What to work on: Lay out the lines below as a JSON list of strings, one string per line and blank lines left out, starting with the line that contains "[mask] outline wet sand" and going on through the line that contains "[[[84,136],[77,136],[76,140],[80,141],[85,141],[85,137]]]". Give only those lines.
++++ Material for the task ++++
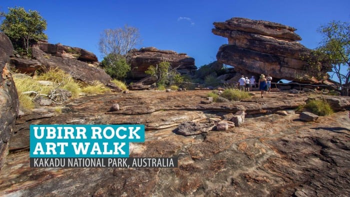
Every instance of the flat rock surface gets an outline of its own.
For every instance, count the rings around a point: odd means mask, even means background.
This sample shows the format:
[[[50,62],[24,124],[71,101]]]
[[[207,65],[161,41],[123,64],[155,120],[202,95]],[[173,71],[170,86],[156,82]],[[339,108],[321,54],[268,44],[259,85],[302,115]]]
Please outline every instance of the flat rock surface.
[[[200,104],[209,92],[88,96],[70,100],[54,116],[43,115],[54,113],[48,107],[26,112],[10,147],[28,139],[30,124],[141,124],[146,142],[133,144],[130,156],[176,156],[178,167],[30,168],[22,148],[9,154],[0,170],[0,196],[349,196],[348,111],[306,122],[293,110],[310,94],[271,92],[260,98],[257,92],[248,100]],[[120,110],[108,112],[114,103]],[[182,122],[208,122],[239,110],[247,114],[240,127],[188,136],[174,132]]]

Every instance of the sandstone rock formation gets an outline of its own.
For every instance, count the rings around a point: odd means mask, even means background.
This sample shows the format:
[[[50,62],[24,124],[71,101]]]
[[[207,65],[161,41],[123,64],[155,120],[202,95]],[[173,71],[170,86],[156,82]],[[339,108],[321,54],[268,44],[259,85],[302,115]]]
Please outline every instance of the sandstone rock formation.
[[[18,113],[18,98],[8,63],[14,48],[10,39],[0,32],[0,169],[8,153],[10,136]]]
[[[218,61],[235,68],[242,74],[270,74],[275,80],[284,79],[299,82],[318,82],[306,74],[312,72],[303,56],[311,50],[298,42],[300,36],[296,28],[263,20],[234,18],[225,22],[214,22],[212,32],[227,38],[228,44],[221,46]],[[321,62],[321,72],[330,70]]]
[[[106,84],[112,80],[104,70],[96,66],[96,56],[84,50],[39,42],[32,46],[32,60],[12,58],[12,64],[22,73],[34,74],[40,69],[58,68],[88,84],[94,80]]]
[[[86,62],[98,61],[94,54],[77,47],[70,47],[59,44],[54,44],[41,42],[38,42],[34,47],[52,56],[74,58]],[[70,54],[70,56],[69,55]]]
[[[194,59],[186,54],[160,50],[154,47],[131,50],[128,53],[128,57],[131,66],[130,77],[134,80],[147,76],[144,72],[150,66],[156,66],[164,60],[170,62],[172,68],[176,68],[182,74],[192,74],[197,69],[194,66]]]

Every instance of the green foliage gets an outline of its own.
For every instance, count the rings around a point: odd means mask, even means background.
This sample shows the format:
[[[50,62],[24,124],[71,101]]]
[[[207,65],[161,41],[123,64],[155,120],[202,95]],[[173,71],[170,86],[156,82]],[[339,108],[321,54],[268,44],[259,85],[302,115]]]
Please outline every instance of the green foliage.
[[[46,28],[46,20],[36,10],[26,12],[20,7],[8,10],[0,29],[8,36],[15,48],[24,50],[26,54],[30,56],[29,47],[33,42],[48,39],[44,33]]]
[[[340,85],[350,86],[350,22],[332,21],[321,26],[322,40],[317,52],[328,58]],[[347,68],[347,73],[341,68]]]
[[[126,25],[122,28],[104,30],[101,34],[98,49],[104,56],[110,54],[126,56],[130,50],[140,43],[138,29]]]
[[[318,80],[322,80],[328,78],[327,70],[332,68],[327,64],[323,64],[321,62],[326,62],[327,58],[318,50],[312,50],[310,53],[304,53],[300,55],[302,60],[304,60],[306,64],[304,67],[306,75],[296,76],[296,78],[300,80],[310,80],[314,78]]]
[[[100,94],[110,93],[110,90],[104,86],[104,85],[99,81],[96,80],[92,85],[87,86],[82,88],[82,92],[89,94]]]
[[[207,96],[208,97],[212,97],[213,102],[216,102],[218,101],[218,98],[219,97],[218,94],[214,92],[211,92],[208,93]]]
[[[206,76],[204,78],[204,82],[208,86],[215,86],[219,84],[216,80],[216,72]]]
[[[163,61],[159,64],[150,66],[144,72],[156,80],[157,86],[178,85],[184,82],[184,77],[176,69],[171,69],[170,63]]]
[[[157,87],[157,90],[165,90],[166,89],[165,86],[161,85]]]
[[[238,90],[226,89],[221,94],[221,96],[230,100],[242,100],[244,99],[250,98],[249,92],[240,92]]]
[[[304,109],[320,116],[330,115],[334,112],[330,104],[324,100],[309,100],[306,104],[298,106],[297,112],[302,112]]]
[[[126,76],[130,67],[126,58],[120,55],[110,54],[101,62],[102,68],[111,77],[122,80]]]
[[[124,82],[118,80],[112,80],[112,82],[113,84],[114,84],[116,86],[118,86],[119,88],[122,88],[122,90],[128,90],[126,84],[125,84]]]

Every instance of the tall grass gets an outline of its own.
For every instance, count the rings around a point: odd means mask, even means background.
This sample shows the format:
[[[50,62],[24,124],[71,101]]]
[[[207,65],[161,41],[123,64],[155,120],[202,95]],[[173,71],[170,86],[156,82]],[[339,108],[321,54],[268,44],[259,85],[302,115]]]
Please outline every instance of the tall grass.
++++
++++ Material for the task ++++
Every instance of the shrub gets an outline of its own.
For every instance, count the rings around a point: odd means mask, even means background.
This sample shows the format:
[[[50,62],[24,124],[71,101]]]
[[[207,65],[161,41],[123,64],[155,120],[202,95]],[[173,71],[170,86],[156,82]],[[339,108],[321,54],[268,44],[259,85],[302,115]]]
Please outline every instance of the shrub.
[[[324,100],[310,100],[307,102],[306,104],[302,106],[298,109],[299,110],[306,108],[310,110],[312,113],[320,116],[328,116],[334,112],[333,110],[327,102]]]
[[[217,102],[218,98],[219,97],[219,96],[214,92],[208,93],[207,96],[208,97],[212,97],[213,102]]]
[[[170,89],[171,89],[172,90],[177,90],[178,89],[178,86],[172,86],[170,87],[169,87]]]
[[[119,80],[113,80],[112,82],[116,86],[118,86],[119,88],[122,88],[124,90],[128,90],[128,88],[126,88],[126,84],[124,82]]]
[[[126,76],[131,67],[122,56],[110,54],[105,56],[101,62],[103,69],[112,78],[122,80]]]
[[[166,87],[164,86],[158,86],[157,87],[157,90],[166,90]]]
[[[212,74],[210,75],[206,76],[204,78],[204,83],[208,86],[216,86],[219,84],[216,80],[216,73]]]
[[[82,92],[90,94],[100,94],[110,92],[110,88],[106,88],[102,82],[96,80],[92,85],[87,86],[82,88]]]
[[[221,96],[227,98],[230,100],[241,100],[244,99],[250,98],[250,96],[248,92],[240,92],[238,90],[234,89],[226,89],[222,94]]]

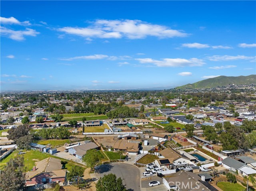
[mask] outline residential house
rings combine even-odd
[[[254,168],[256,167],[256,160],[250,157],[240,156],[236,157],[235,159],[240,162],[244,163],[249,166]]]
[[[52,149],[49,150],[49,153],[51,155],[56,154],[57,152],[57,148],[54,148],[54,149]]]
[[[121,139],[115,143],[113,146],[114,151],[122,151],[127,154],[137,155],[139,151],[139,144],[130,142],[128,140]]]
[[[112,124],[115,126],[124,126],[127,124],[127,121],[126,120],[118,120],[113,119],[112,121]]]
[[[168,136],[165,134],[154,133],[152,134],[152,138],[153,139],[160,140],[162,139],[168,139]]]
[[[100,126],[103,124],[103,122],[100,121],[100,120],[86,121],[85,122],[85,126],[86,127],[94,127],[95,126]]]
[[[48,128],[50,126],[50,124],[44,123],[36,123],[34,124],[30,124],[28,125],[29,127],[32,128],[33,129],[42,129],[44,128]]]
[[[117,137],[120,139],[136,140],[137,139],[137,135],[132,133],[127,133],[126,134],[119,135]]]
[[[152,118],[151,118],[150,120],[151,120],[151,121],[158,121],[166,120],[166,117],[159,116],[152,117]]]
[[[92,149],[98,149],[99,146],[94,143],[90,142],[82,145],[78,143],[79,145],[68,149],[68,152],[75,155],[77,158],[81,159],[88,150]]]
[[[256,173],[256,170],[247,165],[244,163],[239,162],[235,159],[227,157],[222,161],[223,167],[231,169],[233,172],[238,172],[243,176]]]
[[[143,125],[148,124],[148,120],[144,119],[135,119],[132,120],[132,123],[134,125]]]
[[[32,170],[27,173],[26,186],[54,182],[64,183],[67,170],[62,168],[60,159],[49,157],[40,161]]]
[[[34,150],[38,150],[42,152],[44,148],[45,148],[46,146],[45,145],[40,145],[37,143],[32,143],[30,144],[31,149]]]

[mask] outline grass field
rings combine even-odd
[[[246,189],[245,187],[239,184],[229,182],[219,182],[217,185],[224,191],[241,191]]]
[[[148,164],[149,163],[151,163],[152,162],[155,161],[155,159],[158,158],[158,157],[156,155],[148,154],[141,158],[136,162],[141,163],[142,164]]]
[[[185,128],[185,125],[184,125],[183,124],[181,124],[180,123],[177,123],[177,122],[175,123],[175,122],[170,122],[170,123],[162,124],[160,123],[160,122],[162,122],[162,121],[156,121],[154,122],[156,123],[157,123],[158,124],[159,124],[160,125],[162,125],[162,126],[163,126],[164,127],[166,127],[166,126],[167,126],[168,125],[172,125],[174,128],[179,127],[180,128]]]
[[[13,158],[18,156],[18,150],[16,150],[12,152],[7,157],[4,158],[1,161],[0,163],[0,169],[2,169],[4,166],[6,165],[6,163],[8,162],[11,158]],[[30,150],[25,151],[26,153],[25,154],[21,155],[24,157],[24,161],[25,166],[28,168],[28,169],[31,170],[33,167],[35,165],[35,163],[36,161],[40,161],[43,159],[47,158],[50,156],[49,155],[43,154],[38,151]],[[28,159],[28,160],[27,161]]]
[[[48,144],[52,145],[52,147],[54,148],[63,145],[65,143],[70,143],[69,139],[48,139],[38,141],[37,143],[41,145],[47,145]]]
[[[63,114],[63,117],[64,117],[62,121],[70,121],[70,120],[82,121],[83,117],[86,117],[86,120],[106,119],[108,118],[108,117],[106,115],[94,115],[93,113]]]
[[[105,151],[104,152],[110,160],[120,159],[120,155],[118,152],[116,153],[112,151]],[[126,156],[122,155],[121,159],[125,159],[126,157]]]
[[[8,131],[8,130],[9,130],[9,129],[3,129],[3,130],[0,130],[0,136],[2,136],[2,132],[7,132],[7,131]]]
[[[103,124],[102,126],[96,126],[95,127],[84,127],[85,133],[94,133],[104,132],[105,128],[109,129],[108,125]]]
++++
++++ Material for the task ++++
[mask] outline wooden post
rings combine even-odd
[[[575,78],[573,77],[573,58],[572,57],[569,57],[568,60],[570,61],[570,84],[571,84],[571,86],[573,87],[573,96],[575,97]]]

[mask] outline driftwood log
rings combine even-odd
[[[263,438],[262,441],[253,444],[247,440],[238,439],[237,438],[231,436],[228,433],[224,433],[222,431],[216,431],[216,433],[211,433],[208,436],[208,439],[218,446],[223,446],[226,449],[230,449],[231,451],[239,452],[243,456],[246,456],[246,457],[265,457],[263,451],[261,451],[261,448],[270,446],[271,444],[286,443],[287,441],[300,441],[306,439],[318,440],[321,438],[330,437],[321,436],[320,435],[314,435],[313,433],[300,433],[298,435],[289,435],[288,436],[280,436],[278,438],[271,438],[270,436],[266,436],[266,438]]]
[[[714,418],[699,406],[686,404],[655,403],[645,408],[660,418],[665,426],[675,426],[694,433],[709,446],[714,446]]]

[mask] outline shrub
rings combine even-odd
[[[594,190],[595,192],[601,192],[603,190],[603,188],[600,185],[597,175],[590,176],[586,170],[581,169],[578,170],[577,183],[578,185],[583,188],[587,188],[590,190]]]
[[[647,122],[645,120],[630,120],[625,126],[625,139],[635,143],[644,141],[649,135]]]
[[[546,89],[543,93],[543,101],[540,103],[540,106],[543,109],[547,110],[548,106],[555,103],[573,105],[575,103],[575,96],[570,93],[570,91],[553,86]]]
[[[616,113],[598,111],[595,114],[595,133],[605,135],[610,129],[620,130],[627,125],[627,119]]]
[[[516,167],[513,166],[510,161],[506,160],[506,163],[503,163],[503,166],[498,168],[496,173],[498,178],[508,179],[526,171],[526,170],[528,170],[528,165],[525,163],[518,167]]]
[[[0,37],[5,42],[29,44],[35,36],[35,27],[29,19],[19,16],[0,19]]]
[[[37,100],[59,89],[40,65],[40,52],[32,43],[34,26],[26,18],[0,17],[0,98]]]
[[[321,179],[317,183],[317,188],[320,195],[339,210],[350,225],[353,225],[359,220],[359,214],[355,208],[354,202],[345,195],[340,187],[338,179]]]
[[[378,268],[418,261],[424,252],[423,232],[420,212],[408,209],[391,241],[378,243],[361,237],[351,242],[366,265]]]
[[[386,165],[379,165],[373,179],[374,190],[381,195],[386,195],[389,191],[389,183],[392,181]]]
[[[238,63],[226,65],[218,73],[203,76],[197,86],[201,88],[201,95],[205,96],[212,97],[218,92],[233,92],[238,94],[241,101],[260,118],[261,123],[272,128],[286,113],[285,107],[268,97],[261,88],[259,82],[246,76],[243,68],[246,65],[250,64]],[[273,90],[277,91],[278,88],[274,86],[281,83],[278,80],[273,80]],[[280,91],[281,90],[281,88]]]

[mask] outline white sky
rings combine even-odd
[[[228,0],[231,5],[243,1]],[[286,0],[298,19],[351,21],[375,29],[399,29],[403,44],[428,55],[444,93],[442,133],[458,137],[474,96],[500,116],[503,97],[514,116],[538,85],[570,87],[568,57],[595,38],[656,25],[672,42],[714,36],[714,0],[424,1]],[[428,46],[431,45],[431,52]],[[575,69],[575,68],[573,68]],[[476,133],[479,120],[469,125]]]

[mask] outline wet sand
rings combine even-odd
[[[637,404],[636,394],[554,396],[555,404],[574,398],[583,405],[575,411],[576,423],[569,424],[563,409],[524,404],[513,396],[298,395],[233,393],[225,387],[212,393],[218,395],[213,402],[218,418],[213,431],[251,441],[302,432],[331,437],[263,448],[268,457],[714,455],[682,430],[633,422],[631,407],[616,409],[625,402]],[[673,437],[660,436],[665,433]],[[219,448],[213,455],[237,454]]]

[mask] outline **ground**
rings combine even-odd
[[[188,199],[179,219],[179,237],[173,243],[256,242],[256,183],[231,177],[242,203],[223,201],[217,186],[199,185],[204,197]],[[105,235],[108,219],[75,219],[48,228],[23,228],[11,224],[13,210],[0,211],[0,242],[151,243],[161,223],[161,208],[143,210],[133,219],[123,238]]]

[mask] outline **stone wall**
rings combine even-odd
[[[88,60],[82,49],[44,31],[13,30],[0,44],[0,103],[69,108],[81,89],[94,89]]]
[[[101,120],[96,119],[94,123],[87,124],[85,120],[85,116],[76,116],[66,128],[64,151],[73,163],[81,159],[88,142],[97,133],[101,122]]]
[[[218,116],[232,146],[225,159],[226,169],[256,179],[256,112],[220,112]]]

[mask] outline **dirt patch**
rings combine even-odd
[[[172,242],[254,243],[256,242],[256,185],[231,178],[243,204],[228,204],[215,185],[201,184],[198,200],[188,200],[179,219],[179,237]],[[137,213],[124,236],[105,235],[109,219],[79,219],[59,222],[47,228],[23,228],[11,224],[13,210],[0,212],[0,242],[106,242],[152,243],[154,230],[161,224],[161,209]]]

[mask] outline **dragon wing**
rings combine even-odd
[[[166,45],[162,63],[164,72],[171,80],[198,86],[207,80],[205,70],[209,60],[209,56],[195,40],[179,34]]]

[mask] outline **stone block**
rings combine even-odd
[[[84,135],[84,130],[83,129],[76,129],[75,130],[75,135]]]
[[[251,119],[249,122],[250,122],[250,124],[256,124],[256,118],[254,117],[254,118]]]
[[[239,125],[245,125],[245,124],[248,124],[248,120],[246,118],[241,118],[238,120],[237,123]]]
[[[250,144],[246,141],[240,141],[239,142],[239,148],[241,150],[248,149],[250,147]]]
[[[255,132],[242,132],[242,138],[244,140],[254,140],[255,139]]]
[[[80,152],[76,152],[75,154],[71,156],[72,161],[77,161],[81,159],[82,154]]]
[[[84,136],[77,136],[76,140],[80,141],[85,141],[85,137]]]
++++
Reply to the exercise:
[
  "[mask] outline wet sand",
  "rings combine even-odd",
  "[[[637,404],[636,394],[554,396],[555,404],[574,398],[583,405],[575,411],[576,423],[569,424],[563,409],[524,404],[513,396],[298,395],[233,393],[225,387],[212,393],[218,395],[213,402],[218,418],[213,431],[251,441],[302,432],[331,437],[263,448],[268,457],[714,455],[682,430],[633,422],[631,407],[616,409],[625,402]],[[673,437],[660,436],[665,433]],[[219,448],[213,455],[237,454]]]",
  "[mask] outline **ground**",
  "rings combine even-odd",
  "[[[188,199],[179,219],[179,237],[173,243],[256,242],[256,183],[231,177],[242,203],[223,201],[217,186],[199,185],[204,197]],[[105,235],[108,219],[75,219],[48,228],[23,228],[11,224],[13,210],[0,211],[0,242],[151,243],[161,223],[161,208],[143,210],[133,219],[123,238]]]",
  "[mask] outline **stone wall**",
  "rings combine even-odd",
  "[[[88,60],[82,49],[44,31],[13,30],[0,44],[0,103],[69,108],[81,89],[94,89]]]",
  "[[[101,120],[96,119],[94,123],[87,124],[85,120],[85,116],[76,116],[66,128],[64,151],[73,163],[81,159],[88,142],[97,133],[101,122]]]",
  "[[[218,116],[232,146],[225,159],[226,169],[256,179],[256,112],[220,112]]]",
  "[mask] outline **dirt patch**",
  "rings combine even-odd",
  "[[[172,242],[254,243],[256,242],[256,185],[231,178],[243,204],[228,204],[215,185],[201,184],[198,200],[188,200],[179,219],[179,237]],[[137,213],[124,236],[105,235],[109,219],[79,219],[59,222],[47,228],[23,228],[11,224],[13,210],[0,212],[0,242],[106,242],[152,243],[154,230],[161,224],[161,209]]]",
  "[mask] outline **dragon wing**",
  "rings combine even-odd",
  "[[[166,45],[162,63],[164,72],[171,80],[198,86],[207,80],[205,70],[209,60],[209,56],[195,40],[179,34]]]",
  "[mask] outline **stone block**",
  "rings combine even-odd",
  "[[[84,135],[84,130],[83,129],[76,129],[75,130],[75,135]]]",
  "[[[251,119],[249,122],[250,122],[250,124],[256,124],[256,118],[254,117],[254,118]]]",
  "[[[239,125],[245,125],[245,124],[248,124],[248,120],[246,118],[241,118],[238,120],[237,123]]]",
  "[[[250,144],[246,141],[240,141],[239,142],[239,148],[241,150],[248,149],[250,147]]]",
  "[[[255,132],[242,132],[242,138],[244,140],[254,140],[255,139]]]",
  "[[[80,152],[76,152],[75,154],[71,156],[72,161],[77,161],[81,159],[82,154]]]",
  "[[[84,136],[77,136],[76,140],[80,141],[85,141],[85,137]]]"
]